## TASK INSTRUCTIONS:
Extract every line of the records below and reproduce each one verbatim, with nothing altered.
■ ■ ■ ■
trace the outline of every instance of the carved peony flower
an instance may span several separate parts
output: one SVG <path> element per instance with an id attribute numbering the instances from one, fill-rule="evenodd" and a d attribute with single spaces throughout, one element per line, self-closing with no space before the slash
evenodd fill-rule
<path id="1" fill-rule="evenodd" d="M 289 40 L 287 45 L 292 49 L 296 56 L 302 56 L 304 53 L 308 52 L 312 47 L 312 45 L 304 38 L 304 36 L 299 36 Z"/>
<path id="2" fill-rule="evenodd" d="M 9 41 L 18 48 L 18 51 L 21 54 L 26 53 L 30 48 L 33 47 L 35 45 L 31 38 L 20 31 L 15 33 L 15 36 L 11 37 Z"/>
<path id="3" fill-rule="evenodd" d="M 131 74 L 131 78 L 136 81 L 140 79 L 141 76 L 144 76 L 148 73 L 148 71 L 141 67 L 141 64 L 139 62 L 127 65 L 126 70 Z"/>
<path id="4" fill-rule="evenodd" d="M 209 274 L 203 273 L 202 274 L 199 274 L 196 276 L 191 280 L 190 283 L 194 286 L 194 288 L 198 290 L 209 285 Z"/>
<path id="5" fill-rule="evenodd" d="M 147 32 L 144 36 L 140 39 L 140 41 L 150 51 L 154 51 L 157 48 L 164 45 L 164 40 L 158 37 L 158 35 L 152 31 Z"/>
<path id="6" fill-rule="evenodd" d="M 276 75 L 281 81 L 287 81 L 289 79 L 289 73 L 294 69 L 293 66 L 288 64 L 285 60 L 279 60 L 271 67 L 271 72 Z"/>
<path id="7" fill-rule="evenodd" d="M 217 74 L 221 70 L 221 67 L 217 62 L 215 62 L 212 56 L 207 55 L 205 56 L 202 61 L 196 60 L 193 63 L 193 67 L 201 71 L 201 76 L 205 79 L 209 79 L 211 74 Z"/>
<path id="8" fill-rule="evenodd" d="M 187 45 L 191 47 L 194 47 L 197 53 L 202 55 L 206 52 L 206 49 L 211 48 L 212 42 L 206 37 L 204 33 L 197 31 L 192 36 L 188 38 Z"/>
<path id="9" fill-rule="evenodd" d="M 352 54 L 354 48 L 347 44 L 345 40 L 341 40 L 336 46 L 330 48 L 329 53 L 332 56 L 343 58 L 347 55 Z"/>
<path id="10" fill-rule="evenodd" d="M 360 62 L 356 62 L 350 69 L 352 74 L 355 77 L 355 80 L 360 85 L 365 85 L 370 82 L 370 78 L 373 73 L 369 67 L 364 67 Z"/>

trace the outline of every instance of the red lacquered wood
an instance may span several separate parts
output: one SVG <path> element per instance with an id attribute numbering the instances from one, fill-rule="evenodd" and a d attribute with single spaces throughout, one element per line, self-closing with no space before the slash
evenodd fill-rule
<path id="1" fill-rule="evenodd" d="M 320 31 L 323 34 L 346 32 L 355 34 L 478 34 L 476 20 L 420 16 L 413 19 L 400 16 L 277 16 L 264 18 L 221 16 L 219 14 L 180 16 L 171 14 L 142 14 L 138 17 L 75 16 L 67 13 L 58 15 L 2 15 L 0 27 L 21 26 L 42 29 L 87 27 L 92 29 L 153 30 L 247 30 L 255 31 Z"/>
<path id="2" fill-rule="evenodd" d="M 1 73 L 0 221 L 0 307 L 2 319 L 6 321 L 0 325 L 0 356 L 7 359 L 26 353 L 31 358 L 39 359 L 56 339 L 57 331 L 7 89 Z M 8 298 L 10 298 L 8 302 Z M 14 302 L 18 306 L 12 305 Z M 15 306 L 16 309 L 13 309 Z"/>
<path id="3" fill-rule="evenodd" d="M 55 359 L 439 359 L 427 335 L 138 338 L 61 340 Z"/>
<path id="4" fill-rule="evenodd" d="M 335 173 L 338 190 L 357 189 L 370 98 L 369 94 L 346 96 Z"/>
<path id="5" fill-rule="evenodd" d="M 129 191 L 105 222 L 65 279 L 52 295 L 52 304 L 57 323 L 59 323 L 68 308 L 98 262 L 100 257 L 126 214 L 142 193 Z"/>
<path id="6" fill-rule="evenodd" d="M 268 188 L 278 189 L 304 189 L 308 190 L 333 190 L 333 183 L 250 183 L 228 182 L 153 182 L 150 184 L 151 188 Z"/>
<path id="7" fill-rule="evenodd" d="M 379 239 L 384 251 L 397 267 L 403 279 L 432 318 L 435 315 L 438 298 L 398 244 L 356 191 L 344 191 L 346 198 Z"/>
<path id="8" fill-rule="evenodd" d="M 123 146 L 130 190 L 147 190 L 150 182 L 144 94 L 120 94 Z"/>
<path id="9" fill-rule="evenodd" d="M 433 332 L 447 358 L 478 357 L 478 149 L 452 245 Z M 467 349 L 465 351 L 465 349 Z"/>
■ ■ ■ ■
## THE SOLUTION:
trace the outline of every instance of the carved peony flower
an instance may span several separate parts
output: one SVG <path> element per instance with an id attribute numbering the instances from one, fill-rule="evenodd" and a d attribute with single spaces throughout, one element per line, self-closing with no space before the slash
evenodd fill-rule
<path id="1" fill-rule="evenodd" d="M 289 40 L 287 45 L 292 49 L 296 56 L 302 56 L 304 53 L 308 52 L 312 47 L 312 45 L 304 38 L 304 36 L 299 36 Z"/>
<path id="2" fill-rule="evenodd" d="M 9 41 L 18 48 L 18 51 L 21 54 L 26 53 L 30 48 L 33 47 L 35 45 L 31 38 L 20 31 L 15 33 L 15 36 L 11 37 Z"/>
<path id="3" fill-rule="evenodd" d="M 131 74 L 131 78 L 136 81 L 140 79 L 141 76 L 144 76 L 148 73 L 148 71 L 141 67 L 141 64 L 139 62 L 127 65 L 126 70 Z"/>
<path id="4" fill-rule="evenodd" d="M 209 274 L 203 273 L 202 274 L 199 274 L 196 276 L 191 280 L 190 283 L 194 286 L 194 288 L 198 290 L 209 285 Z"/>
<path id="5" fill-rule="evenodd" d="M 147 32 L 144 36 L 140 39 L 140 41 L 150 51 L 154 51 L 157 48 L 164 45 L 164 40 L 158 37 L 158 35 L 152 31 Z"/>
<path id="6" fill-rule="evenodd" d="M 276 75 L 281 81 L 287 81 L 289 79 L 289 73 L 294 69 L 293 66 L 288 64 L 285 60 L 279 60 L 271 67 L 271 72 Z"/>
<path id="7" fill-rule="evenodd" d="M 217 74 L 221 70 L 221 67 L 217 62 L 215 62 L 212 56 L 207 55 L 205 56 L 202 61 L 196 60 L 193 63 L 193 67 L 201 71 L 201 76 L 205 79 L 209 79 L 211 74 Z"/>
<path id="8" fill-rule="evenodd" d="M 187 45 L 191 47 L 194 47 L 197 53 L 202 55 L 206 52 L 206 49 L 211 48 L 212 42 L 206 37 L 204 33 L 197 31 L 192 36 L 188 38 Z"/>
<path id="9" fill-rule="evenodd" d="M 352 54 L 354 48 L 347 44 L 345 40 L 341 40 L 336 46 L 330 48 L 329 53 L 332 56 L 343 58 L 347 55 Z"/>
<path id="10" fill-rule="evenodd" d="M 360 62 L 356 62 L 350 69 L 352 74 L 355 77 L 355 80 L 360 85 L 365 85 L 370 82 L 370 78 L 373 73 L 369 67 L 364 67 Z"/>

trace the outline of every instance of the red lacquered wood
an instance may span several separate parts
output: one SVG <path> element per instance with an id attribute numbering the instances from one, fill-rule="evenodd" and a d attribute with single spaces throughout, one element per line, self-closing with no space before the slash
evenodd fill-rule
<path id="1" fill-rule="evenodd" d="M 320 31 L 323 34 L 346 32 L 355 34 L 478 34 L 476 20 L 420 16 L 413 19 L 400 16 L 277 16 L 264 18 L 221 16 L 219 14 L 180 16 L 171 14 L 142 14 L 138 17 L 75 16 L 67 13 L 58 15 L 2 15 L 0 27 L 21 26 L 42 29 L 87 27 L 92 29 L 153 30 L 247 30 L 255 31 Z"/>
<path id="2" fill-rule="evenodd" d="M 1 73 L 0 221 L 0 307 L 2 319 L 6 321 L 0 325 L 0 356 L 7 359 L 26 353 L 31 358 L 39 359 L 56 339 L 57 331 L 7 89 Z M 8 298 L 10 298 L 8 302 Z M 14 302 L 18 306 L 12 305 Z M 15 306 L 16 309 L 13 309 Z"/>
<path id="3" fill-rule="evenodd" d="M 55 359 L 439 359 L 427 335 L 138 338 L 61 340 Z"/>
<path id="4" fill-rule="evenodd" d="M 335 173 L 338 190 L 357 189 L 370 98 L 369 94 L 346 96 Z"/>
<path id="5" fill-rule="evenodd" d="M 129 191 L 105 222 L 65 279 L 52 295 L 52 304 L 57 323 L 59 323 L 68 308 L 98 262 L 100 257 L 126 214 L 142 193 Z"/>
<path id="6" fill-rule="evenodd" d="M 268 188 L 278 189 L 304 189 L 308 190 L 333 190 L 333 183 L 250 183 L 228 182 L 153 182 L 150 184 L 151 188 Z"/>
<path id="7" fill-rule="evenodd" d="M 379 239 L 384 251 L 397 267 L 403 279 L 432 318 L 435 315 L 438 298 L 398 244 L 356 191 L 344 191 L 346 198 Z"/>
<path id="8" fill-rule="evenodd" d="M 123 146 L 130 190 L 147 190 L 150 182 L 144 94 L 120 94 Z"/>
<path id="9" fill-rule="evenodd" d="M 433 332 L 447 358 L 478 357 L 478 149 L 452 245 Z M 467 349 L 465 351 L 465 349 Z"/>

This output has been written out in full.